▶ [Stored data]:
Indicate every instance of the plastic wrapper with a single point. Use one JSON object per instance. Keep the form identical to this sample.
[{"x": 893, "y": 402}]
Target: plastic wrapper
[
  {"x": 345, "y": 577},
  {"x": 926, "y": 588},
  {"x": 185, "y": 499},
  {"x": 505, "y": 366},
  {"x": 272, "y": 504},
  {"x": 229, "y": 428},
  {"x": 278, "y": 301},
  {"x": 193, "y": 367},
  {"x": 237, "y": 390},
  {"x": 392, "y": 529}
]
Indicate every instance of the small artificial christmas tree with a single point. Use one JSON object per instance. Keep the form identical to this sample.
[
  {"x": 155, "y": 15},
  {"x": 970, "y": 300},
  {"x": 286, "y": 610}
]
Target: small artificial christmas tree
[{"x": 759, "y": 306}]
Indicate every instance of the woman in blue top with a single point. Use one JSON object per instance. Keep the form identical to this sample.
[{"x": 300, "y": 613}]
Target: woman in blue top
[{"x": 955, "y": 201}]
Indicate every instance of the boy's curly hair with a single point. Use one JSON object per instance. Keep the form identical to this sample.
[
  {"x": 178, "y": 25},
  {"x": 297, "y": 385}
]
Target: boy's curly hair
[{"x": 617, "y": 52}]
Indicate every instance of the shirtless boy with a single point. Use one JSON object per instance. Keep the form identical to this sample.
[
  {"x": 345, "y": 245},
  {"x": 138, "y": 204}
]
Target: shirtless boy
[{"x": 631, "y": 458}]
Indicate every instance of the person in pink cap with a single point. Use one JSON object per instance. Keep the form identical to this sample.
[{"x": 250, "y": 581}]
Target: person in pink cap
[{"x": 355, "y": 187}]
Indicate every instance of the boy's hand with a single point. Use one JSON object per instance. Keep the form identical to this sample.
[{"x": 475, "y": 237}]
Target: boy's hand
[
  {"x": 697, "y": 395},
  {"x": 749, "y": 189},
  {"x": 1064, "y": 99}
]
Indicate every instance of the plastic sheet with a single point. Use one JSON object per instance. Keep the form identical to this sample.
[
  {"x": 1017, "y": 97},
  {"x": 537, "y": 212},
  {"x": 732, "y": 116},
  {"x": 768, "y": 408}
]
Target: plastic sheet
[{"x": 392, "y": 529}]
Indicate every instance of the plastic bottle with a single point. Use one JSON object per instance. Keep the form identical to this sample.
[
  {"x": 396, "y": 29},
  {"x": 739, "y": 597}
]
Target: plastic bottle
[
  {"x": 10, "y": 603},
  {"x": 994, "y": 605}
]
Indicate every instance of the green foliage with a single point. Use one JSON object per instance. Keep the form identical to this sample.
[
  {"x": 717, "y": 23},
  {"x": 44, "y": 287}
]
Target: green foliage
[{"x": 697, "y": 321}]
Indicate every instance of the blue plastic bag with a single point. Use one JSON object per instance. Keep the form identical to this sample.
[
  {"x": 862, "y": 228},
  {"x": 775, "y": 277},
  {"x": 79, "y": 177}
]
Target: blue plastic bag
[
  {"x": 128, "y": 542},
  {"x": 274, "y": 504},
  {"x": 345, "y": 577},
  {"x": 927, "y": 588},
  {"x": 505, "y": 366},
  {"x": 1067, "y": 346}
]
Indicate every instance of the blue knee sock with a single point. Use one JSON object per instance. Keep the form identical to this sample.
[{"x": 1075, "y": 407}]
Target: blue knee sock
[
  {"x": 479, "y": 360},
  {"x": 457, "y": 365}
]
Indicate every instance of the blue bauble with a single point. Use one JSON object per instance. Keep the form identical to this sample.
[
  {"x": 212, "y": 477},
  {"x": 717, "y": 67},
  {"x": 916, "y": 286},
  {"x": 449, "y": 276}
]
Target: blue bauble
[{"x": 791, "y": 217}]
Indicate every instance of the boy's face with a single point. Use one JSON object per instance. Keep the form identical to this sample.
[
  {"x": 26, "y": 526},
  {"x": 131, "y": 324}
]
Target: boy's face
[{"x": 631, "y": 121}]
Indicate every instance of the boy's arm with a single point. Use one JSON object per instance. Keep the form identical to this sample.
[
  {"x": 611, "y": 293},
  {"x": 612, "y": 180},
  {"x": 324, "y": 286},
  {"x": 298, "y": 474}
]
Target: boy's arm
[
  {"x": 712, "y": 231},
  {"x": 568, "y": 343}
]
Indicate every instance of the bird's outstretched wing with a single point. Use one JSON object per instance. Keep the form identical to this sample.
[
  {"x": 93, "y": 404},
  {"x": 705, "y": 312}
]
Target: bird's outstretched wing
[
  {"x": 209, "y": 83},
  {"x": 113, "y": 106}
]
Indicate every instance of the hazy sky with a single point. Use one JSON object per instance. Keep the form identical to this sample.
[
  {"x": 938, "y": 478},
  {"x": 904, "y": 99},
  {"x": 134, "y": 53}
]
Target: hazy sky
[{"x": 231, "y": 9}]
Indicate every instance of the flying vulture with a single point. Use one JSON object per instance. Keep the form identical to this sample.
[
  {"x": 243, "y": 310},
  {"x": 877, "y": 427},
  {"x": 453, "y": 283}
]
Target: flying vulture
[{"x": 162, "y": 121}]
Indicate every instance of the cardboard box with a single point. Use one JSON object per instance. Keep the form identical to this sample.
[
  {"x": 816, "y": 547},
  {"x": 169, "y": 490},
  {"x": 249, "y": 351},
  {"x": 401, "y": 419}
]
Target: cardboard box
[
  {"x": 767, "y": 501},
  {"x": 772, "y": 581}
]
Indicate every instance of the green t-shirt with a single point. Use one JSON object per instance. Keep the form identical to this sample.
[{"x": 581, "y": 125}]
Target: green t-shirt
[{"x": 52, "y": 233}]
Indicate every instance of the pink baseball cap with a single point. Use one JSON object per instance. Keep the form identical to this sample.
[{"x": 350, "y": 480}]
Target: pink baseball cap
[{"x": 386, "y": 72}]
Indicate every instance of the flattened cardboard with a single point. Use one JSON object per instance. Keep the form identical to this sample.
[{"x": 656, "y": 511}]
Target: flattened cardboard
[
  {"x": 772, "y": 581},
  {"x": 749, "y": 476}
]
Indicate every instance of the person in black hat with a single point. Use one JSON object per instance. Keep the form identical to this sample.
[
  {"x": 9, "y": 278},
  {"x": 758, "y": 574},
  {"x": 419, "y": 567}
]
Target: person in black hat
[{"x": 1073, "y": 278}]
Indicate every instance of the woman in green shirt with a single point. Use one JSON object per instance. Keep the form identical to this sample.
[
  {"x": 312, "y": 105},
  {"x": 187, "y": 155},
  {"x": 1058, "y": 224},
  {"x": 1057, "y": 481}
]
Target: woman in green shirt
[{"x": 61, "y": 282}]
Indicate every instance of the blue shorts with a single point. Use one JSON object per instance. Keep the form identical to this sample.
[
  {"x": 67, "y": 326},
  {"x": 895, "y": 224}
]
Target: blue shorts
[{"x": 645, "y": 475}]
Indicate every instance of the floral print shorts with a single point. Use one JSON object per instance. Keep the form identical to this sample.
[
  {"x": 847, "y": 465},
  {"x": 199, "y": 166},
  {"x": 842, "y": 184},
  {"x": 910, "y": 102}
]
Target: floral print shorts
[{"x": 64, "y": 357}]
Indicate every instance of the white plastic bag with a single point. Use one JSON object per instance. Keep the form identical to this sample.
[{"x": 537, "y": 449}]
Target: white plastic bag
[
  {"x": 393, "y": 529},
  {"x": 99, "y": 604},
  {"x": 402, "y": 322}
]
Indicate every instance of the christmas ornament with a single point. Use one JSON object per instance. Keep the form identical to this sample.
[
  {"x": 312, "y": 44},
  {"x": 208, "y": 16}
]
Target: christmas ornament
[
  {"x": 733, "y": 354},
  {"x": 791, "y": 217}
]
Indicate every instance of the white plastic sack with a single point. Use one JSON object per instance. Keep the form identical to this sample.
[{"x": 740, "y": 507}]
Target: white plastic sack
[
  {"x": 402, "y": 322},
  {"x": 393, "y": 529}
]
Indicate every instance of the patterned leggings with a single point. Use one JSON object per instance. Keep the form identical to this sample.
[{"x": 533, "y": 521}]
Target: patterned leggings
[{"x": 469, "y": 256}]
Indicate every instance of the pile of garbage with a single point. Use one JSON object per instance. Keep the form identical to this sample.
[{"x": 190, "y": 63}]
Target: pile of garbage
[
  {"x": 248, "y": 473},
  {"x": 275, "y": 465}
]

▶ [Task description]: All that should be written out is the stretch of lines above between the one holding "Target: small artificial christmas tree" and the one holding "Indicate every instance of the person in pink", inclusive, exactly as given.

▶ [Response to this exercise]:
Target: small artificial christmas tree
[{"x": 759, "y": 306}]
Indicate every instance of the woman in blue top with a single point. Use one JSON object per instance. Keep the form identical to this sample.
[{"x": 300, "y": 613}]
Target: woman in blue top
[{"x": 955, "y": 201}]
Indicate every instance of the boy's curly hair with a single point. Use one JSON object per instance. Keep the form identical to this sample.
[
  {"x": 178, "y": 25},
  {"x": 297, "y": 385}
]
Target: boy's curly hair
[{"x": 617, "y": 52}]
Indicate every instance of the shirtless boy with a single point. Use one JSON object per instance. Keep the form identical to this sample.
[
  {"x": 345, "y": 245},
  {"x": 138, "y": 204}
]
Target: shirtless boy
[{"x": 631, "y": 458}]
Indicate every instance of the person in pink cap with a single point. Use one JSON object per instance. Keep the form identical to this sample.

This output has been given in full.